◆ PROVIDED PASSAGE
*** Block opens ***
During his campaign, Biden reiterated his intention to work with Beijing on matters of common interest, such as addressing global warming and the proliferation of nuclear arms, while at the same time confronting its “abusive behavior” in other realms.
A few days earlier, however, the Chinese government had already indicated that it would not cooperate on climate without Washington’s willingness to first accept Beijing’s own conditions.
“China is ready to cooperate with the United States and the international community on climate change,” China’s foreign ministry spokesperson Zhao Lijian said last Thursday.
He urged the Biden administration to create “favorable conditions” for cooperation. The phrase is perceived by observers to mean an acceptance or tolerance of Beijing’s controversial domestic policies, including its widely reported human rights abuses against Uighur Muslims and other ethnic minorities in Xinjiang, as well as its quashing of the pro-democracy movement in Hong Kong.
Global health was another area of potential cooperation between Washington and Beijing, but Blinken has stated that China’s lack of transparency, especially during the early stages of the COVID-19 outbreak, was and continues to be a “profound problem.”
A team of 13 World Health Organization experts are currently carrying out investigations in the central Chinese city of Wuhan, where the coronavirus was first detected in late 2019. Despite significant challenges posed by Chinese government restrictions and repeated delays to their work last year, the United Nations health body still hopes to gain a better understanding of where the disease came from.
Meanwhile, Beijing insists it is being transparent. On Monday, Foreign Ministry spokesperson Wang Wenbin said Washington should also allow WHO experts to conduct origin-tracing in the U.S., in a not-so-subtle nod at China’s oft-repeated theory about the virus’s origins in America or Europe.
*** Block closes ***
◆ REQUIRED ACTION 1
According to the article on U.S.-China cooperation, how many World Health Organization experts are investigating in Wuhan?
◆ REQUIRED ACTION 2
From the article on U.S.-China cooperation, pull out the stretch that begins with the words "During his campaign, Biden" and ends with "in other realms.".

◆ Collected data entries
*** Block opens ***
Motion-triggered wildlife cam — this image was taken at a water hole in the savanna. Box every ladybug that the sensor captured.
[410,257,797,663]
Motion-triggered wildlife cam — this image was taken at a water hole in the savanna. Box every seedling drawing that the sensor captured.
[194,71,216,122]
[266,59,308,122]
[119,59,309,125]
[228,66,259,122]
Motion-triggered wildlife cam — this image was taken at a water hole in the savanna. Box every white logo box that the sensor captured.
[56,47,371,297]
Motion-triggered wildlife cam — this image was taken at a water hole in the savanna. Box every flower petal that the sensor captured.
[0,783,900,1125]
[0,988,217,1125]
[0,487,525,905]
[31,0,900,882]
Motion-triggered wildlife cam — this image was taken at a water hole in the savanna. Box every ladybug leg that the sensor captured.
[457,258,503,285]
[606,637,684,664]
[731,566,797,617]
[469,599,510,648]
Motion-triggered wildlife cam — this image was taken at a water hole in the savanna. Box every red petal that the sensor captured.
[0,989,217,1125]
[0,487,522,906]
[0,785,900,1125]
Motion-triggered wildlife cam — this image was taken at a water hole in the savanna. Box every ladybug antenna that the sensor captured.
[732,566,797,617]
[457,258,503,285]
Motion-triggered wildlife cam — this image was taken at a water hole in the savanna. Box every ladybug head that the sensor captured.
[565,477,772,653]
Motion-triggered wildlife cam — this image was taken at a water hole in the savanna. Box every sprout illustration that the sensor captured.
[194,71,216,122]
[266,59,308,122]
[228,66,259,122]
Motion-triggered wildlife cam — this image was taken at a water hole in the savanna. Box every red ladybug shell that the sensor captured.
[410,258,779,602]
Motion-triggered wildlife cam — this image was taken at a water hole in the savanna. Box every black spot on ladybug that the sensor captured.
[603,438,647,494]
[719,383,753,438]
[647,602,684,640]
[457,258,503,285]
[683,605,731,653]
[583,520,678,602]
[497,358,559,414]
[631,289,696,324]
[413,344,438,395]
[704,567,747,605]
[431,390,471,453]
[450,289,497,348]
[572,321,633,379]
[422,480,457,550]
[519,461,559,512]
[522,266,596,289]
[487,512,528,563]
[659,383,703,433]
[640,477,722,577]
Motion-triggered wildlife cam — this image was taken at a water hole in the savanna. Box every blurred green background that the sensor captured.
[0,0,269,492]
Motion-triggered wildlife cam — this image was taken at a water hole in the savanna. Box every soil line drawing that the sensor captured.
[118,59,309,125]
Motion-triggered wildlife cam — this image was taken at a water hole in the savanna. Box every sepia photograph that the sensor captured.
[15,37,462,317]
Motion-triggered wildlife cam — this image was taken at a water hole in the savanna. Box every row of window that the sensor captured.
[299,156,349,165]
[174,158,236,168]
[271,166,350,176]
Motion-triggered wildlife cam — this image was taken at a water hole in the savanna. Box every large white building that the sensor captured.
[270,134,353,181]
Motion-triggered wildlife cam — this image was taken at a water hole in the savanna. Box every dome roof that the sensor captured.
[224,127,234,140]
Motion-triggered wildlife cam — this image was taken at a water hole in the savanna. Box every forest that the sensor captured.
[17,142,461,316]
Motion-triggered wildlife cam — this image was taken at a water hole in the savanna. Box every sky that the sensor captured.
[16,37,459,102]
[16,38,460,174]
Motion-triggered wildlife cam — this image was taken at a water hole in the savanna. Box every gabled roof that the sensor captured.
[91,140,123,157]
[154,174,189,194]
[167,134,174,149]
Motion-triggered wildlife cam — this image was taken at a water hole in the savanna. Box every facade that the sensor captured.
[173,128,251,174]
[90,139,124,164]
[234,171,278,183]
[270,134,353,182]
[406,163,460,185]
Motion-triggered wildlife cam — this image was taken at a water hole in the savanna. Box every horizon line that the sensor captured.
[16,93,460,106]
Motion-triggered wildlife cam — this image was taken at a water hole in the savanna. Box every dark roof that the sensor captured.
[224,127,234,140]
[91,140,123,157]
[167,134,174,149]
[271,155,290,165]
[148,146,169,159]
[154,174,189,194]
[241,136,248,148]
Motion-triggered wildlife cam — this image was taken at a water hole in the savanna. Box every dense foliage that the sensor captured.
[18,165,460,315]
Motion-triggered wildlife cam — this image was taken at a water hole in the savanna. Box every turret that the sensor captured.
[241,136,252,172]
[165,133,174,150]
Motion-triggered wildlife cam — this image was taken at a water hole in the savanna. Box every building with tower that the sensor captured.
*** Block closes ***
◆ TASK RESPONSE 1
13

◆ TASK RESPONSE 2
During his campaign, Biden reiterated his intention to work with Beijing on matters of common interest, such as addressing global warming and the proliferation of nuclear arms, while at the same time confronting its “abusive behavior” in other realms.